◆ Task requirements: Turn every line of the listing below into a Markdown table with two columns, Row and Line. Number each row and leave out blank lines.

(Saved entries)
◆ ◆ ◆ ◆

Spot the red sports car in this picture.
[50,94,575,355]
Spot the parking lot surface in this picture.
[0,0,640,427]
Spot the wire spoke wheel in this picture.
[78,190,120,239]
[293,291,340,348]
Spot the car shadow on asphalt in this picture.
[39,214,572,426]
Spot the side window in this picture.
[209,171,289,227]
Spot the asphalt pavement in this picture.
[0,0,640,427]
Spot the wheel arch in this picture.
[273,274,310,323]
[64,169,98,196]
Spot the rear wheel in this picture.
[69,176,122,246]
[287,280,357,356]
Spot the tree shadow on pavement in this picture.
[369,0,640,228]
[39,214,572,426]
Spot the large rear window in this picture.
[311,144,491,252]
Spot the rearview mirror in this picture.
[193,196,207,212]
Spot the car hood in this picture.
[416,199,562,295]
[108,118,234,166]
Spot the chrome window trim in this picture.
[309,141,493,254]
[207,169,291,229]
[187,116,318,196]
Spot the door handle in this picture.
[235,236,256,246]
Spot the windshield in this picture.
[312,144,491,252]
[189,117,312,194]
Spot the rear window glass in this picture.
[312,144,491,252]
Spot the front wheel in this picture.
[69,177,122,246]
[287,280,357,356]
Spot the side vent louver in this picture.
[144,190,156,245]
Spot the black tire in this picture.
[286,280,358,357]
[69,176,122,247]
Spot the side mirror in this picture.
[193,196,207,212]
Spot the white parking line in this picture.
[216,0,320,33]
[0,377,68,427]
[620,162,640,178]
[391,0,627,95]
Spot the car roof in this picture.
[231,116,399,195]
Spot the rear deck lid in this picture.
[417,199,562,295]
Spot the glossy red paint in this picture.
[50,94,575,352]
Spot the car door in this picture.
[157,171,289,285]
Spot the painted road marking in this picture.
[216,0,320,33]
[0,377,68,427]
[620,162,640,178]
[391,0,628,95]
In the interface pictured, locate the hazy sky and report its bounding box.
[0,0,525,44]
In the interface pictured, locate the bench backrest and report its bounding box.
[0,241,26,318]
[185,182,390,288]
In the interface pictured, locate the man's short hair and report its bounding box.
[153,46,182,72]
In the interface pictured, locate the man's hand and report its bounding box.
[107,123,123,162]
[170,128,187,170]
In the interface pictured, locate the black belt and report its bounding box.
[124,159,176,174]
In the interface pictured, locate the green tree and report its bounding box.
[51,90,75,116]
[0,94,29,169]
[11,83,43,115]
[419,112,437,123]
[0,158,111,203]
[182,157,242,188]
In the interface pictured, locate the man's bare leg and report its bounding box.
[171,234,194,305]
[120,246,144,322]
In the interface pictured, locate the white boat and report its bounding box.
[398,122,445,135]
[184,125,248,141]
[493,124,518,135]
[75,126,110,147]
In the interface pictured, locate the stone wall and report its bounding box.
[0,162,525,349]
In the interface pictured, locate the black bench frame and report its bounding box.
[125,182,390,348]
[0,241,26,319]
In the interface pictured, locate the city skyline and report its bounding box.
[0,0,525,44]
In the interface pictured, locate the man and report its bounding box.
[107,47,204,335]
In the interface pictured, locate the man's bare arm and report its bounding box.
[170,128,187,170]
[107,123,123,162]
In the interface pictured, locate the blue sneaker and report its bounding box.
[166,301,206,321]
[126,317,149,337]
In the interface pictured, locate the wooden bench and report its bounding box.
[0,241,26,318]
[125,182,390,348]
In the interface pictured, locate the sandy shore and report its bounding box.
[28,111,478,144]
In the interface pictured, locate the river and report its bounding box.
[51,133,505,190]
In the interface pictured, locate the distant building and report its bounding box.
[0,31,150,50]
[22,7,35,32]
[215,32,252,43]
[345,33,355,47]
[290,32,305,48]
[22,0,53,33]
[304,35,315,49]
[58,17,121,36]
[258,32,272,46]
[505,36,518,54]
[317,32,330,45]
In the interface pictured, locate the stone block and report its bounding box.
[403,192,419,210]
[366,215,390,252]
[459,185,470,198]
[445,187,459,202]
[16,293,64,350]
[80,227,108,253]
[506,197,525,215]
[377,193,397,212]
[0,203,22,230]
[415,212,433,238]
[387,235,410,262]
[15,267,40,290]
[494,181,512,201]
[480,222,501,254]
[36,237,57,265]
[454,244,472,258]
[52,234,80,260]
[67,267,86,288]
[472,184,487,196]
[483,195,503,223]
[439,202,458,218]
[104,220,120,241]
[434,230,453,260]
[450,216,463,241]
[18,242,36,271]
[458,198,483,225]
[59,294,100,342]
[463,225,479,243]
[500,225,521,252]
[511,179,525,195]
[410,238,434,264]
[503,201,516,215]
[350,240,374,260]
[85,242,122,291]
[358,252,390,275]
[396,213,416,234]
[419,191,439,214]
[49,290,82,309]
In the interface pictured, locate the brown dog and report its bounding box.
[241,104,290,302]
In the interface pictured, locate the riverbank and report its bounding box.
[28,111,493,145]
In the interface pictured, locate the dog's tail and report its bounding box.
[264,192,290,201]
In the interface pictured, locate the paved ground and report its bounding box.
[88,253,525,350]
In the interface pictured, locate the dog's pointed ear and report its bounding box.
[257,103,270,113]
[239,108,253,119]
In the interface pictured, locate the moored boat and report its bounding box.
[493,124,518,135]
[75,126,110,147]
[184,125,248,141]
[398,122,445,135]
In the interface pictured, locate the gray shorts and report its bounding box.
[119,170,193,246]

◆ ◆ ◆ ◆

◆ Finished task:
| Row | Line |
|---|---|
| 1 | Spot the red sports car in this picture. |
| 2 | [50,94,575,355] |
| 3 | Spot the parking lot surface in this picture. |
| 4 | [0,0,640,427] |
| 5 | Spot the wire spoke wheel in this picture. |
| 6 | [78,190,120,239] |
| 7 | [293,291,340,348] |
| 8 | Spot the car shadow on asphalt in this picture. |
| 9 | [39,214,572,426] |
| 10 | Spot the side window in this picture. |
| 11 | [209,171,289,227] |
| 12 | Spot the asphalt pavement in this picture. |
| 13 | [0,0,640,427] |
| 14 | Spot the wheel arch in this picture. |
| 15 | [273,274,310,323] |
| 16 | [64,169,98,196] |
| 17 | Spot the rear wheel in this picture. |
| 18 | [69,176,122,246] |
| 19 | [287,280,357,356] |
| 20 | Spot the tree shadow on pavement in this picture. |
| 21 | [369,0,640,228] |
| 22 | [39,214,572,426] |
| 23 | Spot the large rear window in this picture. |
| 24 | [311,144,491,252] |
| 25 | Spot the rearview mirror in this picture. |
| 26 | [193,196,207,212] |
| 27 | Spot the car hood in this picture. |
| 28 | [416,199,562,295] |
| 29 | [108,118,234,166] |
| 30 | Spot the chrome window trim in this picture. |
| 31 | [309,141,493,254] |
| 32 | [207,169,291,229] |
| 33 | [187,116,318,196] |
| 34 | Spot the door handle in this picture. |
| 35 | [235,236,256,246] |
| 36 | Spot the windshield in this picture. |
| 37 | [312,144,491,252] |
| 38 | [189,117,312,194] |
| 39 | Spot the rear window glass in this picture. |
| 40 | [312,144,491,252] |
| 41 | Spot the front wheel in this picture. |
| 42 | [69,177,122,246] |
| 43 | [287,280,357,356] |
| 44 | Spot the side vent louver in this picture. |
| 45 | [144,190,156,245] |
| 46 | Spot the black tire in this picture. |
| 47 | [286,280,358,357] |
| 48 | [69,176,122,247] |
| 49 | Spot the side mirror in this picture. |
| 50 | [193,196,207,212] |
| 51 | Spot the white parking line in this picture. |
| 52 | [216,0,320,33] |
| 53 | [0,377,68,427] |
| 54 | [620,162,640,178] |
| 55 | [391,0,627,95] |
| 56 | Spot the car roof in this picture. |
| 57 | [231,116,399,195] |
| 58 | Spot the rear deck lid in this picture. |
| 59 | [417,199,562,295] |
| 60 | Spot the glossy red paint in this picture. |
| 61 | [50,94,575,352] |
| 62 | Spot the car door in this picture. |
| 63 | [157,171,289,285] |
| 64 | Spot the painted road marking in this picture. |
| 65 | [216,0,320,33] |
| 66 | [0,377,68,427] |
| 67 | [620,162,640,178] |
| 68 | [391,0,628,95] |
| 69 | In the interface pictured, locate the hazy sky and report its bounding box. |
| 70 | [0,0,525,44] |
| 71 | In the interface pictured, locate the bench backrest and report its bounding box. |
| 72 | [0,241,26,318] |
| 73 | [185,182,390,288] |
| 74 | In the interface pictured, locate the man's short hair and report its bounding box. |
| 75 | [153,46,182,72] |
| 76 | In the interface pictured, locate the man's hand and report its bounding box. |
| 77 | [107,123,123,162] |
| 78 | [170,128,187,170] |
| 79 | In the interface pictured, locate the black belt and report its bounding box. |
| 80 | [124,159,176,174] |
| 81 | In the interface pictured, locate the green tree and report its bounding box. |
| 82 | [51,90,75,116] |
| 83 | [0,94,29,169] |
| 84 | [11,83,43,115] |
| 85 | [419,112,437,123] |
| 86 | [0,158,111,203] |
| 87 | [182,157,242,188] |
| 88 | In the interface pictured, locate the man's bare leg and report its bounding box. |
| 89 | [171,234,194,305] |
| 90 | [120,246,144,322] |
| 91 | In the interface pictured, locate the white boat and report its bounding box. |
| 92 | [398,122,445,135] |
| 93 | [184,125,248,141] |
| 94 | [493,124,518,135] |
| 95 | [75,126,110,147] |
| 96 | In the interface pictured, locate the stone wall and report its bounding box. |
| 97 | [0,162,525,349] |
| 98 | In the interface pictured, locate the black bench frame and report its bounding box. |
| 99 | [125,182,390,348] |
| 100 | [0,241,26,319] |
| 101 | In the interface pictured, locate the city skyline and report its bounding box. |
| 102 | [0,0,525,44] |
| 103 | In the interface pictured, locate the man and report its bounding box. |
| 104 | [107,47,204,335] |
| 105 | In the interface pictured, locate the man's bare arm and report its bounding box. |
| 106 | [170,128,187,170] |
| 107 | [107,123,123,162] |
| 108 | In the interface pictured, locate the blue sneaker and report its bounding box. |
| 109 | [166,301,206,321] |
| 110 | [126,317,149,337] |
| 111 | In the interface pictured, locate the wooden bench and report its bounding box. |
| 112 | [0,241,26,318] |
| 113 | [125,182,390,348] |
| 114 | In the interface pictured, locate the sandy shore and report its bounding box. |
| 115 | [28,111,478,144] |
| 116 | In the interface pictured, locate the river and report its bounding box. |
| 117 | [51,133,505,190] |
| 118 | In the interface pictured, locate the distant building and report its bounding box. |
| 119 | [0,31,150,50] |
| 120 | [22,7,35,32] |
| 121 | [215,32,252,43] |
| 122 | [345,33,355,47] |
| 123 | [290,32,305,48] |
| 124 | [22,0,53,33] |
| 125 | [304,35,315,49] |
| 126 | [58,17,121,36] |
| 127 | [258,32,272,46] |
| 128 | [505,36,518,54] |
| 129 | [317,32,330,45] |
| 130 | In the interface pictured, locate the stone block and report its bounding box. |
| 131 | [403,192,419,210] |
| 132 | [366,215,390,252] |
| 133 | [459,185,470,198] |
| 134 | [445,187,459,202] |
| 135 | [16,293,64,350] |
| 136 | [80,227,108,253] |
| 137 | [506,197,525,215] |
| 138 | [377,193,397,212] |
| 139 | [0,203,22,230] |
| 140 | [415,212,433,238] |
| 141 | [387,235,410,262] |
| 142 | [15,267,40,290] |
| 143 | [494,181,512,201] |
| 144 | [480,222,501,254] |
| 145 | [36,237,57,265] |
| 146 | [454,244,472,258] |
| 147 | [52,234,80,260] |
| 148 | [67,267,86,288] |
| 149 | [472,184,487,196] |
| 150 | [483,195,503,223] |
| 151 | [439,202,458,218] |
| 152 | [104,220,120,241] |
| 153 | [434,230,453,260] |
| 154 | [450,216,463,241] |
| 155 | [18,242,36,271] |
| 156 | [458,198,483,225] |
| 157 | [59,294,100,342] |
| 158 | [463,225,479,243] |
| 159 | [500,225,521,252] |
| 160 | [511,179,525,195] |
| 161 | [410,238,434,264] |
| 162 | [503,201,516,215] |
| 163 | [350,240,374,260] |
| 164 | [85,242,122,291] |
| 165 | [358,252,390,275] |
| 166 | [396,213,416,234] |
| 167 | [419,191,439,214] |
| 168 | [49,290,82,309] |
| 169 | In the interface pictured, locate the brown dog and report its bounding box. |
| 170 | [241,104,290,302] |
| 171 | In the interface pictured, locate the riverbank and report its bounding box. |
| 172 | [28,111,493,145] |
| 173 | In the interface pictured, locate the dog's tail and report its bounding box. |
| 174 | [264,192,290,201] |
| 175 | In the interface pictured, locate the paved ground and report its bounding box. |
| 176 | [88,253,525,350] |
| 177 | In the interface pictured, locate the dog's pointed ear and report its bounding box. |
| 178 | [257,103,270,113] |
| 179 | [239,108,253,119] |
| 180 | In the interface pictured, locate the moored boat and report its bounding box. |
| 181 | [493,124,518,135] |
| 182 | [75,126,110,147] |
| 183 | [184,125,248,141] |
| 184 | [398,122,445,135] |
| 185 | In the interface pictured, locate the gray shorts and report its bounding box. |
| 186 | [119,170,193,246] |